### Extrait du document
^^^^

Des cartes précises sur l’état de l’eau en Vaucluse

Trois leviers majeurs pour changer la donne
Face à ces constats, des solutions existent, connues, parfois déjà engagées, mais encore trop timides ou dispersées. Trois piliers d’action ont été mis en avant : La sobriété. Pas seulement en période de crise, mais comme stratégie de fond. Cela passe par une réduction des prélèvements dans les nappes et rivières, et un changement de modèle agricole et alimentaire. « Il faut relier l’eau à nos choix de consommation : produire moins de protéines animales, par exemple, c’est aussi consommer moins d’eau », rappelle Charlène Descollonges.

Deuxième pilier : L’adaptation territoriale
Tous les territoires ne peuvent pas adopter les mêmes solutions. Le colloque a mis en avant la nécessité d’une approche locale et sur-mesure, intégrant les réalités géologiques, climatiques et socio-économiques de chaque bassin. L’adaptation passe aussi par la priorisation des usages : « Il faut sanctuariser certaines nappes pour l’eau potable uniquement », propose Charlène Descollonges.

Julien Dezécot, Karine Viciana et Antoine Nicault Copyright MMH

Troisième pilier : La régénération du cycle de l’eau
Concept encore méconnu du grand public, l’hydrologie régénérative consiste à favoriser l’infiltration naturelle de l’eau dans les sols, via des aménagements simples comme la conservation des mares, des zones tampons, des haies… qui permettent de recharger les nappes de façon passive, sans énergie, et de restaurer le rôle éponge des écosystèmes.

^^^^

Prolongez le texte sur l’état de l’eau en Vaucluse à partir de sa dernière phrase. Les lignes de données ne sont pas nécessaires pour cet exercice.

### Données fournies

^^^^

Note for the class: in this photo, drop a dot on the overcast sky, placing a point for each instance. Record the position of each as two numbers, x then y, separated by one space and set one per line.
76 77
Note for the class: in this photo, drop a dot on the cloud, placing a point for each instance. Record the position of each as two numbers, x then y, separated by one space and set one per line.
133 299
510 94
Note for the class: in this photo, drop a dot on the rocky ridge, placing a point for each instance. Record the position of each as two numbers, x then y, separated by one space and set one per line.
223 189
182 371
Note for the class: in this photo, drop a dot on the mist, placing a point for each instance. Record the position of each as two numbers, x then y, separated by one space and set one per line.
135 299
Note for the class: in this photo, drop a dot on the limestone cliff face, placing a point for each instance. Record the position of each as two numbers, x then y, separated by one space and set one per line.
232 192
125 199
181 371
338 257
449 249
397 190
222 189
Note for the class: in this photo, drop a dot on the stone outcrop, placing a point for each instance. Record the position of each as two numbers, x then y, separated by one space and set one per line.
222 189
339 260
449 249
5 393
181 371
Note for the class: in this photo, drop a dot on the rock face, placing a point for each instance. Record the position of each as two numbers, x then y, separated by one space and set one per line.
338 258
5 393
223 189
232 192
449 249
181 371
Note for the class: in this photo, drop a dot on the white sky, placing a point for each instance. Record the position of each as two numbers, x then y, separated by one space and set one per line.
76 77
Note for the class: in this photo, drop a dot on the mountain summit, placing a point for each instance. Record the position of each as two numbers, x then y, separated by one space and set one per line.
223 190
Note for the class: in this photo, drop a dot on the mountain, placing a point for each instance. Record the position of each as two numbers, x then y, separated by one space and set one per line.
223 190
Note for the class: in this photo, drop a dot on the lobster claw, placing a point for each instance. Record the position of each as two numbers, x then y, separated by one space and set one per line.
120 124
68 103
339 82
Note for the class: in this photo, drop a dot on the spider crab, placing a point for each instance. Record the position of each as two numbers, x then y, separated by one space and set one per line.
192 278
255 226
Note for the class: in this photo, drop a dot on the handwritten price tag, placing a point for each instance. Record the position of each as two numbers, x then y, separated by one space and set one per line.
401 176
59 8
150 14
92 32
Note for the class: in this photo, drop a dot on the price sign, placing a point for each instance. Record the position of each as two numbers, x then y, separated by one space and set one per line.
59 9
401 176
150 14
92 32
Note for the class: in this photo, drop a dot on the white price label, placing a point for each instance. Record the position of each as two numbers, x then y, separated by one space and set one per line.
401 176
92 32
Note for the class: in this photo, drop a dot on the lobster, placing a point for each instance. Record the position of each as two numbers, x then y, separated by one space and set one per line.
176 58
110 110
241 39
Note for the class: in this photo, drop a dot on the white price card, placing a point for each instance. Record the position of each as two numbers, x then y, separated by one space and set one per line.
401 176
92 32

^^^^

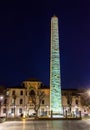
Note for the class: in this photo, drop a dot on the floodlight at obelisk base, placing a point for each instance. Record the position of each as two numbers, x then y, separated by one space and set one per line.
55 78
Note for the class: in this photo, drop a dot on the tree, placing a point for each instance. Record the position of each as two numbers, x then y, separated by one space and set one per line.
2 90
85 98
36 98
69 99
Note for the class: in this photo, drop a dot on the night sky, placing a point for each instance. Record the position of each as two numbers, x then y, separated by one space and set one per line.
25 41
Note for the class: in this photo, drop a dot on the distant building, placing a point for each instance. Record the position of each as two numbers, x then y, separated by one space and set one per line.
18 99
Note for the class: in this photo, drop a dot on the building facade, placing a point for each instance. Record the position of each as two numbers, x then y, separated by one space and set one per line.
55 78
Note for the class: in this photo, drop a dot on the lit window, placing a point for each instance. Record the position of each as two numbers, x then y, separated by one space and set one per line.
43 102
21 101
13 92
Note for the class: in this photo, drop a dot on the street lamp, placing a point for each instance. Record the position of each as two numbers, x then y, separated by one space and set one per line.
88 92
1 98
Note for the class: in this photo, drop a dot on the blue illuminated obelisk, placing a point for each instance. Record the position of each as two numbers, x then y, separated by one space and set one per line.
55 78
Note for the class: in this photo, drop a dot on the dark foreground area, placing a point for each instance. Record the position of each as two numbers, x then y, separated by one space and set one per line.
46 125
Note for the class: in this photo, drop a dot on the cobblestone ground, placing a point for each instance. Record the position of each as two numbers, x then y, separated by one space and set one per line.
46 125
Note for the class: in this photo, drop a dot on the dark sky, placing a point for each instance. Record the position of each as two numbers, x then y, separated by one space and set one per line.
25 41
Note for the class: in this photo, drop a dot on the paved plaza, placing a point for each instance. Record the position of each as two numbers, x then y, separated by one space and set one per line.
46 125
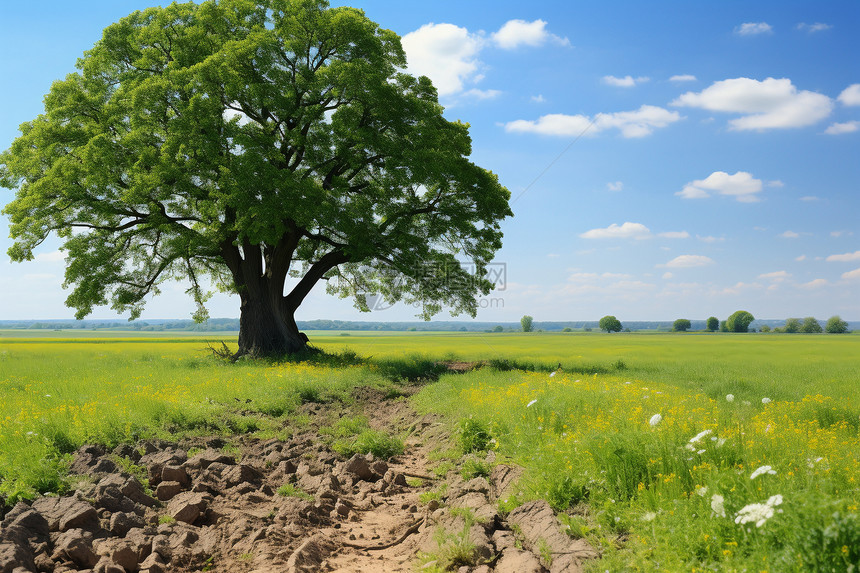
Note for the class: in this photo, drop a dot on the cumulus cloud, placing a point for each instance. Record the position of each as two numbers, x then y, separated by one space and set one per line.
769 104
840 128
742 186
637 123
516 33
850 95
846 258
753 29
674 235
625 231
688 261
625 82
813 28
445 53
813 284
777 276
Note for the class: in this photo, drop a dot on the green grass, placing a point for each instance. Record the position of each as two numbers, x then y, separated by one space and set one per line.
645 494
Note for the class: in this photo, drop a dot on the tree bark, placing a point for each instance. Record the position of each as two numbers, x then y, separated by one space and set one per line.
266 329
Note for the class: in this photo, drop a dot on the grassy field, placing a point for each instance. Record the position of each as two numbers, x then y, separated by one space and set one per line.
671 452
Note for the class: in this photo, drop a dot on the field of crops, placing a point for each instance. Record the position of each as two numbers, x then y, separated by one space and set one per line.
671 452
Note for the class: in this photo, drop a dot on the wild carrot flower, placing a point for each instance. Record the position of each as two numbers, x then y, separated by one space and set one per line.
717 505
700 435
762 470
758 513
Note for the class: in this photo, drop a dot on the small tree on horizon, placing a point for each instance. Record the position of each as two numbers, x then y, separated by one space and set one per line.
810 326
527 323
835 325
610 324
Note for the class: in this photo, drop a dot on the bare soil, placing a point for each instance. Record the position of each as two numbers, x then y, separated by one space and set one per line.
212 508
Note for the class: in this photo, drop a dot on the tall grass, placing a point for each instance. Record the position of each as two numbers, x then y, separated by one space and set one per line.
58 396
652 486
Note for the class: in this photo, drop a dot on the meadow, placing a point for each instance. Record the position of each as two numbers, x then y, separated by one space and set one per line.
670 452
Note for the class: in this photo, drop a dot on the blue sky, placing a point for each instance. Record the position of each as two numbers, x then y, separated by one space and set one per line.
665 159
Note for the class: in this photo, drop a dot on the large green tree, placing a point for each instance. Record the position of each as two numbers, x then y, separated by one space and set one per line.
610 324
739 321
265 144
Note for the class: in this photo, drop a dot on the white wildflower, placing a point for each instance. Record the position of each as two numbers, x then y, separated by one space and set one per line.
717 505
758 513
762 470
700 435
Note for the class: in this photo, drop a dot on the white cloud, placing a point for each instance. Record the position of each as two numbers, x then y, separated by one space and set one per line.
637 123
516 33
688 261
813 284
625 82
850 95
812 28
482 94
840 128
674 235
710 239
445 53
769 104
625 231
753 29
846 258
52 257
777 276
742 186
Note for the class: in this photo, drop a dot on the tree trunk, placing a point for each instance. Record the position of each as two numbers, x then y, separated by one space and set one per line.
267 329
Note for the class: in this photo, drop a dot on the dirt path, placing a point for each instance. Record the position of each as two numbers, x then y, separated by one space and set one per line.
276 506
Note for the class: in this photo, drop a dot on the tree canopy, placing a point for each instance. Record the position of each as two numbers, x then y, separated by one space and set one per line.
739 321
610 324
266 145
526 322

^^^^

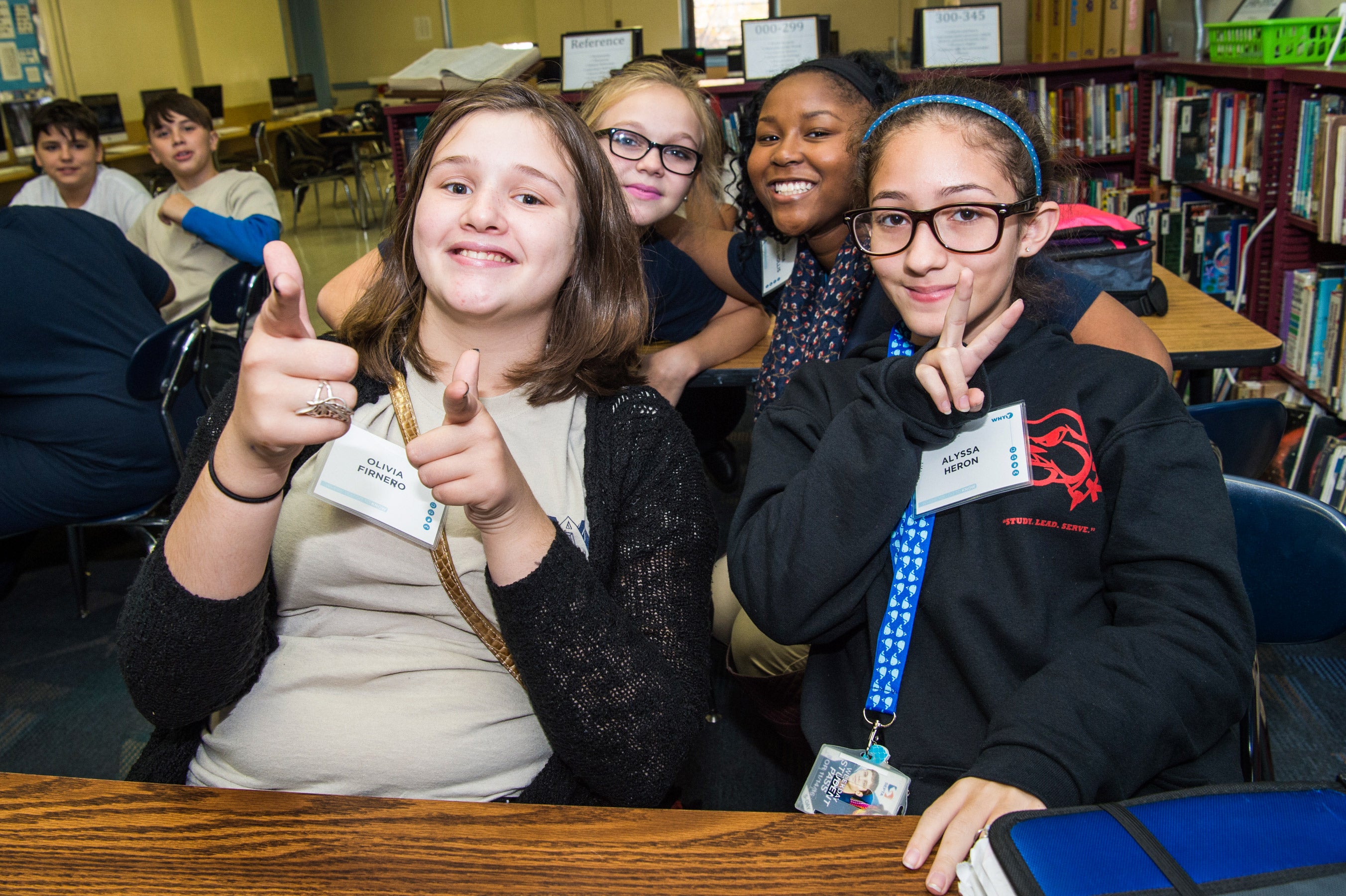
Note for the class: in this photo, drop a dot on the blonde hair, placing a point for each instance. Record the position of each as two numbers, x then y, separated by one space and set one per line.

^^^^

### Réponse proposée
Enfin, une gouvernance de l’eau à repenser
Au cœur de cette réflexion, la question démocratique a occupé une place centrale. Le partage équitable de l’eau suppose une gouvernance renouvelée, plus inclusive et anticipatrice. Charlène Descollonges,  appelle à donner une vraie voix aux citoyens dans les décisions : « Ce ne sont pas que des payeurs de facture. Ce sont des acteurs, des habitants, des parties prenantes à part entière. »
Elle propose même une convention citoyenne de l’eau, à l’image de celle pour le climat. Une utopie ? Peut-être. Mais dans un contexte de tension croissante – où les conflits d’usage autour de l’eau se multiplient ; agriculture, industrie, consommation, tourisme… Mieux vaut prévenir que subir.

Copyright MMH

Si on ne change rien…
Les experts sont unanimes : le statu quo mène droit dans le mur. « Si on ne bouge pas, on se prépare à des conflits sociaux majeurs, à des pertes économiques colossales, à des pénuries structurelles », résume Antoine Nicault, du GREC-SUD. Les sécheresses de 2022 et les inondations de 2023 ont déjà laissé des traces. Entre un nord noyé et un sud assoiffé, la France a connu un hiver « coupée en deux ». Ce n’était qu’un avant-goût de ce qui nous attend, selon les intervenants. L’eau est un bien commun précieux, mais elle devient aussi un facteur de risque géopolitique local.

Une opportunité de transformation ?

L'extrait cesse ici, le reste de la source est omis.